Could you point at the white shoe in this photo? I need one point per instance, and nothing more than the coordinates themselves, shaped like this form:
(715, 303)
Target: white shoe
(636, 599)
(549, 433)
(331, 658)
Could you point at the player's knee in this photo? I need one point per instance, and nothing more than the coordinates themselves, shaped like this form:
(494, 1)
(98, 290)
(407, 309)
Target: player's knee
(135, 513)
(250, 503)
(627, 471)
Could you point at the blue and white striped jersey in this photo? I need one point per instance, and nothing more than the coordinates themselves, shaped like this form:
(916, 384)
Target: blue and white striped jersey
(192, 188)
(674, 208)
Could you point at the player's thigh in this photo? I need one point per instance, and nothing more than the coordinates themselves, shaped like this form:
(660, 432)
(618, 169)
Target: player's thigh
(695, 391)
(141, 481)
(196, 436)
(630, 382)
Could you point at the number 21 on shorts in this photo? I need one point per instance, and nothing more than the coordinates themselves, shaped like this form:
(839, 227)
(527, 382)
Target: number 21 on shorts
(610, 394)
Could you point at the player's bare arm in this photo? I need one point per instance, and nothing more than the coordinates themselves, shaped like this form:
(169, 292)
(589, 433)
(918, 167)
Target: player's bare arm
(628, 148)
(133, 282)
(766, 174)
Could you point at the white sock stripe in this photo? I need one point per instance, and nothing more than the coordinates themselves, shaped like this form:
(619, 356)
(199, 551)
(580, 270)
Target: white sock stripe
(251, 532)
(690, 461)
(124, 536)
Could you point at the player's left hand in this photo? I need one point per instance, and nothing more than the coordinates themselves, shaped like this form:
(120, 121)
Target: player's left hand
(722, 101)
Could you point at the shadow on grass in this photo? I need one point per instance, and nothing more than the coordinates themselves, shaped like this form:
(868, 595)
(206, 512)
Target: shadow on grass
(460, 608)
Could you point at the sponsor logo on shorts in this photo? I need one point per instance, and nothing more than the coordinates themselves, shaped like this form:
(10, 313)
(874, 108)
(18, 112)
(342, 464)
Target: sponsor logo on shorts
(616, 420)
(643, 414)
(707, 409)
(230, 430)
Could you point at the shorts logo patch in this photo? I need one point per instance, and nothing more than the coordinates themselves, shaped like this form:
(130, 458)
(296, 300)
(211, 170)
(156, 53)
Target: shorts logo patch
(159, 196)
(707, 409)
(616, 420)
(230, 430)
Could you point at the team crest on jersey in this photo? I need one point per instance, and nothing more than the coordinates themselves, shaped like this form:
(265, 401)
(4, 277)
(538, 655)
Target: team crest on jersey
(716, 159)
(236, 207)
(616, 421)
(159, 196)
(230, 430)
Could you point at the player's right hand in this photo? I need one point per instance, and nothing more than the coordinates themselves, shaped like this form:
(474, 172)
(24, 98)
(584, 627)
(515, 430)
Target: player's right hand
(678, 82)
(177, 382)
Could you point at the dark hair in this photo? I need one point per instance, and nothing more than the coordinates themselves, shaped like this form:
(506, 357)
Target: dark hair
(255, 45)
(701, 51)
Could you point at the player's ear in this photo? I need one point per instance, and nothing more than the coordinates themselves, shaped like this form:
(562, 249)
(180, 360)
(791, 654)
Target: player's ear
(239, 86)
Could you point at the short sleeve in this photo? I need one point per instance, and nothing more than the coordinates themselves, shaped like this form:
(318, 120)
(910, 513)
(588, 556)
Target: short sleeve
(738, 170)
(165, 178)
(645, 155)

_ _ _ _ _

The records above should be duplicated in full, exactly as given.

Could you point at the white shoe in this photo? I need one point per instance, and nothing more than the coordinates themselves, shaped like this form:
(715, 303)
Target: white shoe
(636, 599)
(549, 433)
(331, 658)
Could you point at the player's knee in this photo? I need one point per instance, and nothing more than the coordinates themselves, shaped like this form:
(494, 1)
(98, 290)
(407, 309)
Target: player's knee
(135, 513)
(250, 503)
(627, 471)
Could you point at the blue and white striped jersey in this photo? I need one point per instance, and nothing more than the coordinates themselves, shaped like this form:
(916, 384)
Target: blue and white striped jersey
(192, 188)
(674, 208)
Could you point at the player's thigh in this photo? I need one point per instance, and nothing more than the coordinates themselves, shaped like this form:
(660, 432)
(618, 169)
Target: player's thigh
(695, 391)
(141, 481)
(196, 436)
(630, 382)
Could you point at the number 21 on shorts in this photo? I need one point per instance, and nothing more than the coordinates themselves, shaped like this form:
(839, 227)
(527, 382)
Target: number 21 on shorts
(610, 394)
Could you point at the player's bare arm in this photo? I need one point per instance, and nothing more than the coordinates themselves, shaped like this form:
(169, 292)
(589, 433)
(918, 167)
Target: player's bare arm
(628, 148)
(133, 282)
(766, 174)
Could you point at the white sock stripe in this photo? I need one point per instance, and nothing more than the coordinates themselves, shaped like this form:
(619, 356)
(199, 551)
(580, 270)
Target: white sock stripe
(251, 532)
(690, 461)
(124, 536)
Could you point at the player's left hand in this photo? I need one point per instance, and nothing more than the coordinates themselves, shaped like this form:
(120, 121)
Target: player's left hand
(722, 101)
Could you point at the shadow on grass in this photo? I need one point per instance, and nothing more than the coordinates themselves, shaped like this form:
(868, 595)
(206, 512)
Target: shadow on grass
(460, 608)
Could you point at the sponsor logo on shorts in this photo? I need one point per instance, and nothing more than the coordinates themselves, shaped like this form:
(10, 313)
(874, 108)
(18, 112)
(342, 464)
Target: sponsor logo on shorts
(616, 420)
(643, 414)
(707, 409)
(230, 430)
Could you point at the shorts logo patch in this photo? I need one point per instance, and nothing more than the coordinates themselves, shaped like this form:
(130, 458)
(296, 300)
(211, 170)
(156, 53)
Target: shorts logo patch
(159, 196)
(707, 409)
(616, 420)
(230, 430)
Could you point at the team crest on jersey in this photo? I need one point per instance, and nothing more than the coordinates themselves, shaped like this form:
(265, 401)
(4, 277)
(538, 655)
Target: team crest on jersey
(716, 159)
(236, 207)
(616, 421)
(159, 196)
(230, 430)
Could you point at the player's right hand in this photo? I need one point per instance, and nothing more than the coordinates themselves, shaped like this form:
(474, 172)
(24, 98)
(584, 627)
(515, 430)
Target: player's right hand
(678, 82)
(177, 382)
Could you point at the dark hair in this photo? I need one point per instance, and nothing more than the coordinates themselves, shaped like this form:
(506, 357)
Target: dark hair
(255, 45)
(701, 51)
Could you point at the player's ear in this photo? I need one point per instance, and nothing more than the coordinates themselves, shaped like this form:
(562, 249)
(180, 360)
(791, 654)
Target: player's ear
(239, 86)
Could you point at the short sleeve in this photo? I need one point per instance, and nothing more than the coordinates themselves, shaped like this form:
(318, 120)
(910, 513)
(588, 556)
Target: short sleeve
(738, 170)
(165, 178)
(645, 155)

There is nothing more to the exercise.